··· Text excerpt ···

You know that feeling? The hair standing up on the back of your neck when someone walks into the room? It’s not anxiety, and it’s certainly not coincidence. It’s data. We’ve been trained to ignore our instincts, to silence the alarm bells ringing in our lizard brains when we look at certain public figures, but what if those bells are the only thing keeping you safe from the things wearing human suits?
They want you to think it’s all in your head. They want you to doubt the pattern. But you’re not crazy—you’re just paying attention.
Down the Rabbit Hole
The Man Who Monetized Boredom You’ve seen him. The guy who counts to a million, the guy who gives away millions of dollars like it’s nothing. He admitted it himself: sitting there watching TV felt like a waste of time because he wasn’t making money. That’s not a human thought process; that’s a machine learning to simulate a soul. If you wrote a satire story about the personification of everything that opposes art, the character’s name would be Jimmy Donaldson. He’s gone on record saying he feels nothing unless he sees the view count go up. Dead eyes. A smile that never reaches the top. It’s the classic demon-in-a-skinsuit routine, and everyone just claps.
Burn the “Welcome” Mat Check your front door. Seriously, go look. That “Welcome” mat? It’s common knowledge in the underground that vampires manufacture those things. It’s a contract. You’re inviting them in. And when you look at televangelists like Kenneth Copeland, you see the face of pure evil—a puppet that made a wish on a cursed star to become a real boy. Never invite them in. Sign nothing.
The Calculated Charisma of The Rock Everything he says and does feels like it was run through a focus group first. He went from rock bottom to the peak of celebrity in four years, and somewhere along the line, the success broke something in his brain. Now he’s convinced he’s cracked the code for being liked, so he just executes the algorithm. It’s inauthentic. It’s plastic. When you watch him, you aren’t seeing a person; you’re watching a calculation walking around in a $5,000 suit.
When “Nice” Feels Like a Trap You know the type. They’re aggressively, overwhelmingly friendly. Maybe it’s a specific religious group, or maybe it’s just that guy at the office who never stops smiling. You need to trust the weird vibe in your gut. They’re nice because they believe they have to be, not because they actually care. It’s a mask, and it’s heavy. When the niceness feels like a job requirement, run. It’s the emptiness underneath that you should be afraid of.
The Pattern of the Protectors Look closely at the “Queen of Nice” types. They build their empires on empathy and healing, yet look at who they keep in their orbit. They promote the careers of abusers; they stay friends with monsters. It’s a disturbingly consistent pattern. Whether it’s a talk show host boosting “Dr.” Phil or Dr. Oz—unlicensed hucksters who only help their own wallets—they are the gatekeepers. They don’t accidentally let the wolves in; they open the gate.
The Icy Center Sometimes you can’t point to a receipt. You can’t find a tweet or a leaked email. You just look at a rising star—maybe an actor like Timothée Chalamet—and you feel the chill. There is an icy, evil center there. You know it. I know it. The hunch is usually right.

··· Information shown ···

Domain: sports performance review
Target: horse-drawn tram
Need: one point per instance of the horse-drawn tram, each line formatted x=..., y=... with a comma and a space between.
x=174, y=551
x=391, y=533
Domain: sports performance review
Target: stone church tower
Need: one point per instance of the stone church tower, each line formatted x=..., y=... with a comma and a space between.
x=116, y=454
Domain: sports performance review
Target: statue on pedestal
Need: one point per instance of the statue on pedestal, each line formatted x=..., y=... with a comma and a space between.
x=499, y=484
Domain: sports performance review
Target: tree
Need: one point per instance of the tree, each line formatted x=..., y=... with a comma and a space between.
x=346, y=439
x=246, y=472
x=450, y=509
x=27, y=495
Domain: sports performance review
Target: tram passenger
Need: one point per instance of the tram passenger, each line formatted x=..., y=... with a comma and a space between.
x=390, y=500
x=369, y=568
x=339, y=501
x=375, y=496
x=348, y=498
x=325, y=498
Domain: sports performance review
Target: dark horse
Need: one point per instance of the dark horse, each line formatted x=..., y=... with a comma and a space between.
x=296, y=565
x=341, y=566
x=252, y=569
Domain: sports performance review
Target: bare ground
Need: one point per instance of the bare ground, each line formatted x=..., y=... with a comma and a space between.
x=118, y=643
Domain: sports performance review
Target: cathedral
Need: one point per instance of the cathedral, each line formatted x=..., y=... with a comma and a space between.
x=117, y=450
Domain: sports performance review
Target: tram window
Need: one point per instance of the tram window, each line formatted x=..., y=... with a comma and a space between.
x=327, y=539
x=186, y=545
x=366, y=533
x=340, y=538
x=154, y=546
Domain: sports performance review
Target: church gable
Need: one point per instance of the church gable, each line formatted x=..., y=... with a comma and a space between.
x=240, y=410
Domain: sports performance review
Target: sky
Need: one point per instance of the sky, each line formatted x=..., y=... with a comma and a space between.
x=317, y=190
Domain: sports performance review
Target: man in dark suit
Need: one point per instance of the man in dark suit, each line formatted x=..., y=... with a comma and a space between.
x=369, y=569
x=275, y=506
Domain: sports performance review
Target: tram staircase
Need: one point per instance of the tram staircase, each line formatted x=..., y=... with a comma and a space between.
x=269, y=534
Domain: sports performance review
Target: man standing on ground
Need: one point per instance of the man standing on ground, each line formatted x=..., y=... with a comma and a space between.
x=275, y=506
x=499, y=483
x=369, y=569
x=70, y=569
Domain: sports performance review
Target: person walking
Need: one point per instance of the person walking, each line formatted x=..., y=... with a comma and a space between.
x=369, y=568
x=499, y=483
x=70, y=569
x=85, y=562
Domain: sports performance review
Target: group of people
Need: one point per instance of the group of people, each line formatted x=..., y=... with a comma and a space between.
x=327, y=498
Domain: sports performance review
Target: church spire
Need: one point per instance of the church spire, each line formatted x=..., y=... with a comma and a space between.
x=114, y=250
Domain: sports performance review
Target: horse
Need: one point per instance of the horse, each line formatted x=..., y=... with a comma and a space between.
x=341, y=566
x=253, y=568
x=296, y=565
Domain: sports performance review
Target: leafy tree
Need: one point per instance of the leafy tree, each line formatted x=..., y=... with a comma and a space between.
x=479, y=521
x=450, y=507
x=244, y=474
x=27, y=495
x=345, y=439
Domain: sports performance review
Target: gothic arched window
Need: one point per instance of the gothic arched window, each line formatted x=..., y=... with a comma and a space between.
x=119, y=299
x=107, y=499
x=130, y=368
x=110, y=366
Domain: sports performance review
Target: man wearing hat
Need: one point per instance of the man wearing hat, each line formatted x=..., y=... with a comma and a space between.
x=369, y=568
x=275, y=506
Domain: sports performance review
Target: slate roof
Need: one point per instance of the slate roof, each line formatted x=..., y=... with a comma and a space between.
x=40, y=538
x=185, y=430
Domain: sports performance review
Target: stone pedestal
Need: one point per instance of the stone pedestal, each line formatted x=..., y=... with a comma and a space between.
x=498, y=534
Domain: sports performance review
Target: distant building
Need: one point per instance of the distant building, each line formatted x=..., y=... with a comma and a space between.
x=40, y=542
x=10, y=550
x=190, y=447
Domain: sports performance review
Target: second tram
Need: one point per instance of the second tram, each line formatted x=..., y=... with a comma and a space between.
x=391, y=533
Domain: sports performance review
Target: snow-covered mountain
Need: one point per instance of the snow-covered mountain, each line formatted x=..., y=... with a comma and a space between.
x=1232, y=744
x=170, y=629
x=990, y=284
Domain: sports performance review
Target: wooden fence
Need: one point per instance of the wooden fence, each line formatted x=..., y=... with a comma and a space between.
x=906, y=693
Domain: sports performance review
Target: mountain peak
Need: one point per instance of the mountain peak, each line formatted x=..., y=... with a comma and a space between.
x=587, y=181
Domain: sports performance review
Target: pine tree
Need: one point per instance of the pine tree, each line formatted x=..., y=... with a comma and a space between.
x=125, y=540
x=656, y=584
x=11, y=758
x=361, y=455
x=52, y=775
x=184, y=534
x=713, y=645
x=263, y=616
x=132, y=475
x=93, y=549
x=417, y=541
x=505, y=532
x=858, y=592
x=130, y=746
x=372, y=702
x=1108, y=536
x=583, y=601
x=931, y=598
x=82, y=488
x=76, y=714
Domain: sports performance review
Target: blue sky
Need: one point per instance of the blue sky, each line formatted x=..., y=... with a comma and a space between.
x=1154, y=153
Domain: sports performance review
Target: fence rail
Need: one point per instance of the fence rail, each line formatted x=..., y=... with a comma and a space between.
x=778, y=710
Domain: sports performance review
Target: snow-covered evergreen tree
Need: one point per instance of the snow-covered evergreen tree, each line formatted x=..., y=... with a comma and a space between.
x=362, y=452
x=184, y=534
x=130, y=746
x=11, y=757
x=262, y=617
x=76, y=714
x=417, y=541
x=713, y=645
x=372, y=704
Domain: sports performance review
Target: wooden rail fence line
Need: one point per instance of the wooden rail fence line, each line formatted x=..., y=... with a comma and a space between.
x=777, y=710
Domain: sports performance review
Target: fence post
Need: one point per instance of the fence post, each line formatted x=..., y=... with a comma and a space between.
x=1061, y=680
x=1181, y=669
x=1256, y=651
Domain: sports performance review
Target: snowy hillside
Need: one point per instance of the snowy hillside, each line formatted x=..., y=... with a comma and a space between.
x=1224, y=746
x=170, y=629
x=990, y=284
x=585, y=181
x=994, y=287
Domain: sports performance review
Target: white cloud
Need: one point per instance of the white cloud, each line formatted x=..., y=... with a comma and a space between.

···

Requirement 1:
Answer these questions using the piece on trusting gut feelings about public figures:
(a) According to the piece, who manufactures "Welcome" mats?
(b) In how many years does the piece say The Rock went from rock bottom to the peak of celebrity?
(c) Which actor does the piece name as a rising star?
Requirement 2: Repeat the passage of the piece on trusting gut feelings about public figures from "The Calculated Charisma" to "a $5,000 suit.", word for word.
The records have no connection to the text.

Your solution 1:
(a) Vampires
(b) Four years
(c) Timothée Chalamet

Your solution 2:
The Calculated Charisma of The Rock Everything he says and does feels like it was run through a focus group first. He went from rock bottom to the peak of celebrity in four years, and somewhere along the line, the success broke something in his brain. Now he’s convinced he’s cracked the code for being liked, so he just executes the algorithm. It’s inauthentic. It’s plastic. When you watch him, you aren’t seeing a person; you’re watching a calculation walking around in a $5,000 suit.